_Task prompt_. Could you rewrite the items from the very first one through the line containing "141,161 -> 159,174", inclusive, substituting "upper-left" for "top-left" and leaving everything else unchanged?

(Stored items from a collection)
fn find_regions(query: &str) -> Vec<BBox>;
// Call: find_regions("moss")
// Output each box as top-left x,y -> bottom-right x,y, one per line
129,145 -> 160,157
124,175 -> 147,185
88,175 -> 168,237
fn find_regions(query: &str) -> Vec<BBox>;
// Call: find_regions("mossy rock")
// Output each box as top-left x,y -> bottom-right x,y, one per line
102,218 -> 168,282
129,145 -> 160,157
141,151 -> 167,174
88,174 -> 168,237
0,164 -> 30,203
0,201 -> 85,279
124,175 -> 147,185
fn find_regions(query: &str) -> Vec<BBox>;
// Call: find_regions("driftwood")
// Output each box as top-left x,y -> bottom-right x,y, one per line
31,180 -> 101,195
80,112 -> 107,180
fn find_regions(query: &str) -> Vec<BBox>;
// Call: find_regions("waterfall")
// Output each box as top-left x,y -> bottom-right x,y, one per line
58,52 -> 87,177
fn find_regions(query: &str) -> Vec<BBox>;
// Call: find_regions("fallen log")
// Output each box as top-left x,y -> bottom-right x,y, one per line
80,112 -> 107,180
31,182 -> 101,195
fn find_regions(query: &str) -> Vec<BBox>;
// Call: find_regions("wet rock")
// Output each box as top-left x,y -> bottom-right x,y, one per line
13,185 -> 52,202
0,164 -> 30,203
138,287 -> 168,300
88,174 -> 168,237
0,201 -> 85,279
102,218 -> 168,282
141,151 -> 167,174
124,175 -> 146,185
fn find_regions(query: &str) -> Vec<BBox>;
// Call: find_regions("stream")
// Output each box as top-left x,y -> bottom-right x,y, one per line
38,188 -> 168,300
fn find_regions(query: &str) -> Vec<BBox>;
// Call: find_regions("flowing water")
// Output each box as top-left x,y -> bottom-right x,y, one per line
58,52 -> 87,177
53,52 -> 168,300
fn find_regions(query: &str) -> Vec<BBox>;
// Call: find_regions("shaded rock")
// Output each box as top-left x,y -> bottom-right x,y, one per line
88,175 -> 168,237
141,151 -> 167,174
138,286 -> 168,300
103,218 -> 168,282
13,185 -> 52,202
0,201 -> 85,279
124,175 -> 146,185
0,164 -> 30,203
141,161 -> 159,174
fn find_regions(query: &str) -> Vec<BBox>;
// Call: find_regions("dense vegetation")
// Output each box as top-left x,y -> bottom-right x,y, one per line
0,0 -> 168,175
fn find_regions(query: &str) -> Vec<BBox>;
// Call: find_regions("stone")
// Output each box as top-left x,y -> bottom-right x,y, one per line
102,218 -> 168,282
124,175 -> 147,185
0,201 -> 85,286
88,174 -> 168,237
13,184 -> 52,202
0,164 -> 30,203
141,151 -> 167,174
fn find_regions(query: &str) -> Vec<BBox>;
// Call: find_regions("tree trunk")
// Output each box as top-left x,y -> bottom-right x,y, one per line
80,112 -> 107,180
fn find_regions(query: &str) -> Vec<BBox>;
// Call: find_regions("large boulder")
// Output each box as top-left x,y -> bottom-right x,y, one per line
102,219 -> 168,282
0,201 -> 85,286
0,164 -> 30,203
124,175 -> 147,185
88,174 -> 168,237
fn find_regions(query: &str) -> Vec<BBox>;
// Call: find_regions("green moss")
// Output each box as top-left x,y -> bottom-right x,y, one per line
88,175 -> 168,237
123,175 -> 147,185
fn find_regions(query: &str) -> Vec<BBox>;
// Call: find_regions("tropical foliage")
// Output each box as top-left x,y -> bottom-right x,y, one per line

_Output for this task_.
fn find_regions(query: &str) -> Vec<BBox>;
// Call: find_regions("moss")
// Output each box as upper-left x,y -> bottom-right x,y, one per line
129,145 -> 160,157
124,175 -> 147,185
88,175 -> 168,237
fn find_regions(query: &str) -> Vec<BBox>;
// Call: find_regions("mossy rock")
// Output each box as upper-left x,y -> bottom-right x,y, one per line
102,218 -> 168,282
129,145 -> 160,157
141,151 -> 167,174
88,174 -> 168,237
0,164 -> 30,203
0,201 -> 85,279
124,175 -> 147,185
fn find_regions(query: &str) -> Vec<BBox>;
// Call: find_regions("driftwood")
// Output each box as upper-left x,y -> bottom-right x,y, one per line
31,180 -> 101,195
80,112 -> 107,180
fn find_regions(query: &str) -> Vec<BBox>;
// Call: find_regions("waterfall")
// Output each box as upper-left x,y -> bottom-right x,y, one per line
58,52 -> 87,177
fn find_regions(query: &str) -> Vec<BBox>;
// Call: find_regions("fallen log")
// Output each box as upper-left x,y -> bottom-right x,y, one per line
80,112 -> 107,180
31,182 -> 101,195
fn find_regions(query: &str) -> Vec<BBox>;
// Call: find_regions("wet rock")
// Output each box as upper-left x,y -> bottom-right x,y, one per line
13,185 -> 52,202
0,164 -> 30,203
138,287 -> 168,300
88,174 -> 168,237
0,201 -> 85,279
102,218 -> 168,282
141,151 -> 167,174
124,175 -> 146,185
fn find_regions(query: &str) -> Vec<BBox>;
// Call: find_regions("stream")
// Output each box as upper-left x,y -> bottom-right x,y, one per line
38,188 -> 168,300
fn find_regions(query: &str) -> Vec<BBox>;
// Call: find_regions("flowing water")
// Output each box as upper-left x,y -> bottom-right x,y, one per line
58,52 -> 87,177
53,52 -> 168,300
fn find_regions(query: &str) -> Vec<BBox>;
// Call: find_regions("shaded rock")
// Output each box as upper-left x,y -> bottom-right x,y, one per line
88,175 -> 168,237
141,151 -> 167,174
138,286 -> 168,300
103,218 -> 168,282
13,185 -> 52,202
0,201 -> 85,279
124,175 -> 146,185
0,164 -> 30,203
141,161 -> 159,174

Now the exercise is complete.